_WHAT TO DO_: Reproduce the listing below verbatim.

_RECORDS_:

** START **

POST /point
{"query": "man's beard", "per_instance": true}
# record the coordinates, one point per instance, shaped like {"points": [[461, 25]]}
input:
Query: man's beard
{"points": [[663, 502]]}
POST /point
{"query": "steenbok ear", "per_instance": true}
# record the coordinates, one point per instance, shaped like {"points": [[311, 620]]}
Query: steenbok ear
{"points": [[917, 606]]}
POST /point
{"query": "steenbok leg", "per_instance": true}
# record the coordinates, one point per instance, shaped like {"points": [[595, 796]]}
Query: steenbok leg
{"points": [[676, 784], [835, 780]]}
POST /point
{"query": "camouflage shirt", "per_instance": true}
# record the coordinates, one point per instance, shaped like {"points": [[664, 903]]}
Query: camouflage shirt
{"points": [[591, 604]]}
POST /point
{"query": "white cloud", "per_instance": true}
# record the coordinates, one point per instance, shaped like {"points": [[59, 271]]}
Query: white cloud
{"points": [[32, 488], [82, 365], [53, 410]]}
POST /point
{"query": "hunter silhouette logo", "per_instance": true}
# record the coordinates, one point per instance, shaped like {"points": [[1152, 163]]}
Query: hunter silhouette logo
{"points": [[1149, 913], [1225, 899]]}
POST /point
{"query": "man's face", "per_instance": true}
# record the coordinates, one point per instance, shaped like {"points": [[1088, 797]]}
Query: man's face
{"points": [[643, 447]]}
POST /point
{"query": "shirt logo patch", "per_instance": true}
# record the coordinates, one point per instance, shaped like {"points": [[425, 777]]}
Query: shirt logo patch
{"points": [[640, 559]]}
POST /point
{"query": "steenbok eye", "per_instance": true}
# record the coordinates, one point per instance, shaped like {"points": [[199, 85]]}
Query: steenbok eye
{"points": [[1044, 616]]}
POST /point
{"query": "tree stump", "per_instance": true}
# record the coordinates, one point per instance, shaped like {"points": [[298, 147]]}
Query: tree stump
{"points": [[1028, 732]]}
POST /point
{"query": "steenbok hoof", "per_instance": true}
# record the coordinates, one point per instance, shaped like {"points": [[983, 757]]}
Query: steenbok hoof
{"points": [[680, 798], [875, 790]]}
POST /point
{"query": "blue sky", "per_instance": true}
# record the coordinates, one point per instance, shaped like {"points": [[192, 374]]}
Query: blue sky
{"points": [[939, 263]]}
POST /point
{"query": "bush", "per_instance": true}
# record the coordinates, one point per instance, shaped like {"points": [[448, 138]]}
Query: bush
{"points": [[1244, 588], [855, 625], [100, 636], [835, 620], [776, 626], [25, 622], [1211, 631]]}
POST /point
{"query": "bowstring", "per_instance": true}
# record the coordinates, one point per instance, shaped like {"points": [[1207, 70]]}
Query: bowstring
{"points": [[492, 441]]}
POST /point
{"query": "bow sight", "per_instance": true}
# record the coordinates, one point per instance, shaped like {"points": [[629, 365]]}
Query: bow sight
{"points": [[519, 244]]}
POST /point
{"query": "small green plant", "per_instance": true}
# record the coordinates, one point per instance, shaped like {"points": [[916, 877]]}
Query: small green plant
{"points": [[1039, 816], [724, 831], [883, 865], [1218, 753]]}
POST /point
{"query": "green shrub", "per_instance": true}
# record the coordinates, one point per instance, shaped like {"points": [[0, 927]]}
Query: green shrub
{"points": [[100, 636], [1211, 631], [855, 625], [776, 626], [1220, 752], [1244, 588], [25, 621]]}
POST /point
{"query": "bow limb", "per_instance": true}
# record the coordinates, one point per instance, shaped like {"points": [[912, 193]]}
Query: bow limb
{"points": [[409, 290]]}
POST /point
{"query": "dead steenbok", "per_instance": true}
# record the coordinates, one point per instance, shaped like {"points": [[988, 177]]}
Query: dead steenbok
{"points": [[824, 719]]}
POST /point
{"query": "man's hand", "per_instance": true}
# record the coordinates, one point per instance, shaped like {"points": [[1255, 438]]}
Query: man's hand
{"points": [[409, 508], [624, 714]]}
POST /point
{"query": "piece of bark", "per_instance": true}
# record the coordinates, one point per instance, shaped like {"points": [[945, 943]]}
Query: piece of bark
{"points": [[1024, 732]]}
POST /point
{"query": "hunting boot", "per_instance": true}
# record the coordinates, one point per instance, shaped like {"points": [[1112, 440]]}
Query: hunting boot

** END **

_TASK ANSWER_:
POST /point
{"query": "man's beard", "per_instance": true}
# record the coordinates, one point per instance, shaped like {"points": [[461, 25]]}
input:
Query: man's beard
{"points": [[663, 502]]}
POST /point
{"query": "steenbok ear", "per_instance": true}
# record the coordinates, one point per instance, shaped like {"points": [[311, 620]]}
Query: steenbok ear
{"points": [[917, 606]]}
POST /point
{"query": "steenbok leg", "per_instance": true}
# record the coordinates, one point per instance, shaped like {"points": [[595, 796]]}
Query: steenbok leg
{"points": [[676, 784], [835, 780]]}
POST /point
{"query": "camouflage shirt", "per_instance": true}
# record the coordinates, one point per instance, shaped like {"points": [[664, 903]]}
Query: camouflage shirt
{"points": [[591, 604]]}
POST /point
{"query": "white cloud", "per_instance": true}
# record the coordinates, one point per instance, shaped like {"points": [[59, 271]]}
Query: white cloud
{"points": [[32, 488], [82, 365], [53, 410]]}
POST /point
{"query": "hunter silhouette logo", "per_instance": true}
# record the coordinates, one point per instance, shaped like {"points": [[1152, 163]]}
Query: hunter silhouette logo
{"points": [[1149, 913], [1225, 899]]}
POST /point
{"query": "man's face", "per_instance": true}
# record the coordinates, one point per instance, shaped like {"points": [[1088, 797]]}
Query: man's face
{"points": [[643, 447]]}
POST /point
{"query": "shirt logo patch", "per_instance": true}
# record the coordinates, one point per instance, shaped like {"points": [[425, 777]]}
Query: shirt logo patch
{"points": [[640, 559]]}
POST /point
{"query": "steenbok eye", "per_instance": true}
# record the coordinates, one point per instance, shaped like {"points": [[199, 85]]}
Query: steenbok eye
{"points": [[1044, 616]]}
POST /point
{"query": "tree stump", "per_instance": true}
# record the coordinates, one point per instance, shaped like {"points": [[298, 147]]}
Query: tree stump
{"points": [[1028, 732]]}
POST /point
{"query": "steenbok hoof", "per_instance": true}
# record the coordinates, one point per instance, shaped like {"points": [[983, 757]]}
Query: steenbok hoof
{"points": [[680, 798], [875, 790]]}
POST /point
{"query": "blue sky", "per_instance": true}
# record the coordinates, one point per instance, shaped like {"points": [[192, 374]]}
Query: blue sky
{"points": [[939, 263]]}
POST /point
{"query": "bush", "per_instance": true}
# record the coordinates, one point per instance, shaped like {"points": [[448, 138]]}
Query: bush
{"points": [[1244, 588], [855, 625], [100, 636], [835, 620], [776, 626], [25, 622], [1211, 631]]}
POST /point
{"query": "bowstring", "per_instance": true}
# record the coordinates, one point per instance, shaped like {"points": [[1207, 70]]}
Query: bowstring
{"points": [[492, 441]]}
POST /point
{"query": "bow sight", "per_instance": true}
# record the coordinates, one point per instance, shaped like {"points": [[629, 365]]}
Query: bow sight
{"points": [[519, 244]]}
POST /point
{"query": "small green plant", "per_instance": true}
# record the coordinates, one point per instance, shaped like {"points": [[916, 877]]}
Query: small green plant
{"points": [[1039, 816], [724, 831], [883, 865], [1218, 753]]}
POST /point
{"query": "green shrub", "per_instance": true}
# record the coordinates, one point per instance, shaped like {"points": [[0, 927]]}
Query: green shrub
{"points": [[100, 636], [1211, 631], [855, 625], [776, 626], [1220, 752], [1244, 588], [25, 621]]}
POST /point
{"query": "bow limb", "per_instance": true}
# record the coordinates, one point per instance, shaped like {"points": [[912, 193]]}
Query: bow limb
{"points": [[409, 290]]}
POST /point
{"query": "dead steenbok", "per_instance": true}
# record the coordinates, one point per instance, shaped like {"points": [[988, 177]]}
Query: dead steenbok
{"points": [[824, 719]]}
POST /point
{"query": "man's hand", "per_instance": true}
# record the coordinates, one point per instance, shaped like {"points": [[1255, 438]]}
Query: man's hand
{"points": [[409, 508], [624, 714]]}
POST /point
{"query": "piece of bark", "per_instance": true}
# record the coordinates, one point per instance, shaped like {"points": [[945, 943]]}
Query: piece of bark
{"points": [[1024, 732]]}
POST /point
{"query": "hunting boot", "per_instance": true}
# record the coordinates, one point per instance, shaped like {"points": [[1112, 440]]}
Query: hunting boot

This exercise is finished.